Output the entries below exactly as written, omitting pictures.
################
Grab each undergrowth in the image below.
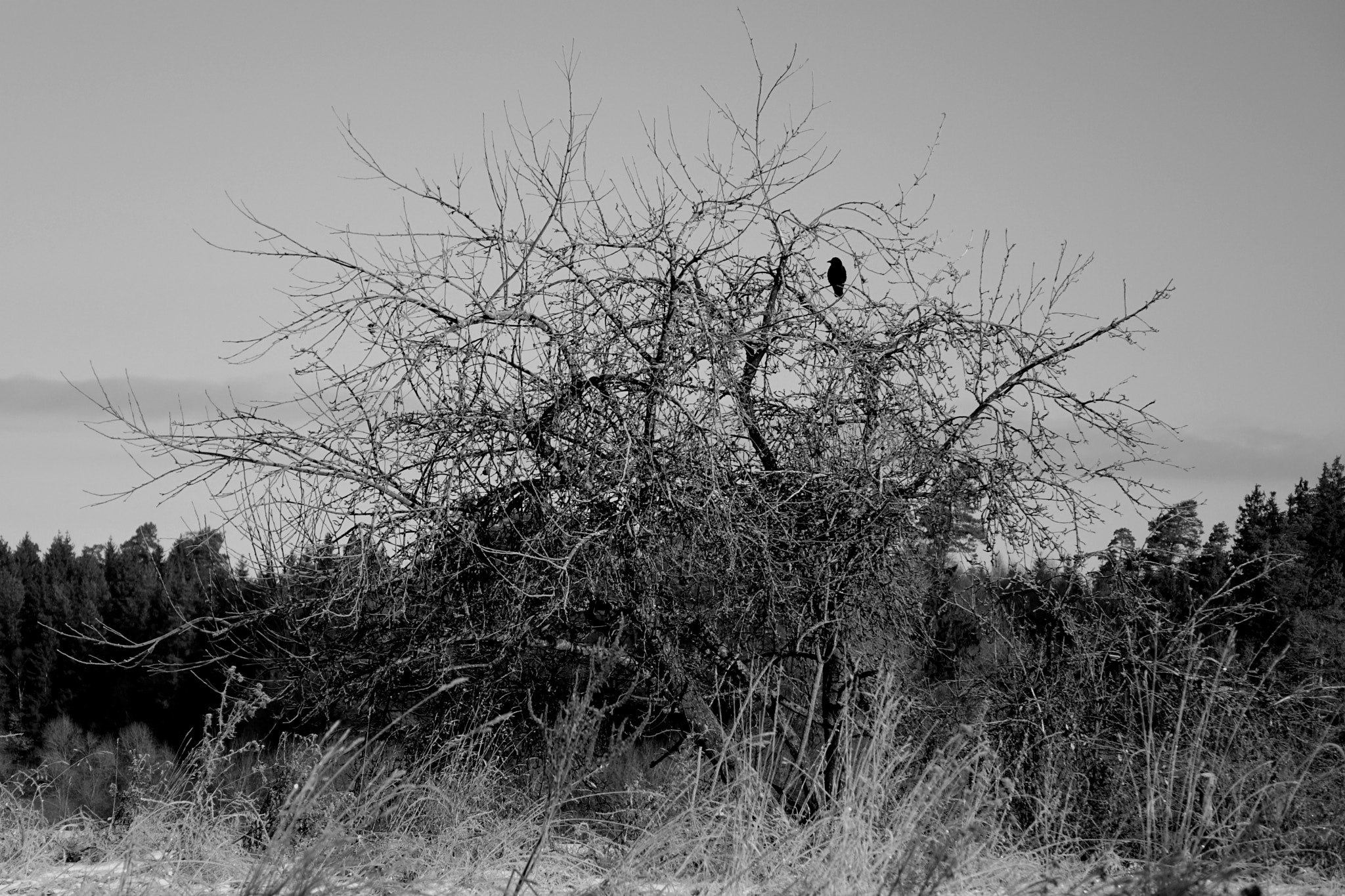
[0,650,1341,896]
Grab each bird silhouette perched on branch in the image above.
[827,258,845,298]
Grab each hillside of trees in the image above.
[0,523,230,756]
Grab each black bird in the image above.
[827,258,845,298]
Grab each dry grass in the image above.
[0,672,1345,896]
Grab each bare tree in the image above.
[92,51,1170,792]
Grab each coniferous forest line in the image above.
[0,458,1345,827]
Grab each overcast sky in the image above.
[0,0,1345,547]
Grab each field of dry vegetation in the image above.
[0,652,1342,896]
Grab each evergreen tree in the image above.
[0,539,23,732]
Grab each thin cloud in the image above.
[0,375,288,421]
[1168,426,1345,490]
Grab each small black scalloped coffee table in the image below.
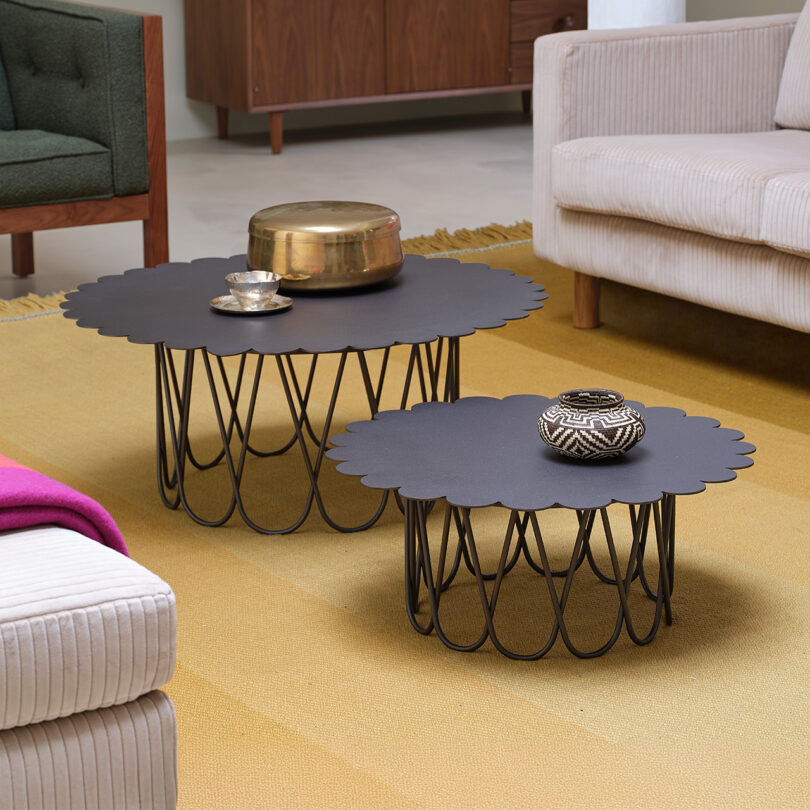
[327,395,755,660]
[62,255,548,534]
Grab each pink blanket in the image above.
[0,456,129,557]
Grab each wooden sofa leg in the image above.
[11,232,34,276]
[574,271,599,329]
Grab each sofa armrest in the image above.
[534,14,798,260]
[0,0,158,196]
################
■ Solution
Grab each undergrowth in the image below.
[0,650,1341,896]
Grab each bird silhouette perched on branch in the image above.
[827,258,845,298]
Grab each hillside of trees in the image above.
[0,523,230,756]
Grab each black bird in the image above.
[827,258,845,298]
Grab each dry grass in the image above.
[0,672,1345,896]
Grab each bare tree in the image above.
[92,51,1170,792]
Grab each coniferous forest line in the image above.
[0,458,1345,827]
Grab each overcast sky in the image above.
[0,0,1345,547]
Grab each field of dry vegetation in the image above.
[0,652,1342,896]
Grab each evergreen tree in the image above.
[0,539,23,732]
Grab each thin cloud in the image above.
[0,375,288,421]
[1168,426,1345,490]
Grab each small black scalloped coffee table in the image below.
[327,395,755,660]
[62,255,548,534]
Grab each pink blanket in the image above.
[0,456,129,557]
Grab each wooden sofa leg in the image above.
[11,232,34,276]
[574,271,599,329]
Grab each sofa armrest in the image above.
[534,14,798,260]
[0,0,158,196]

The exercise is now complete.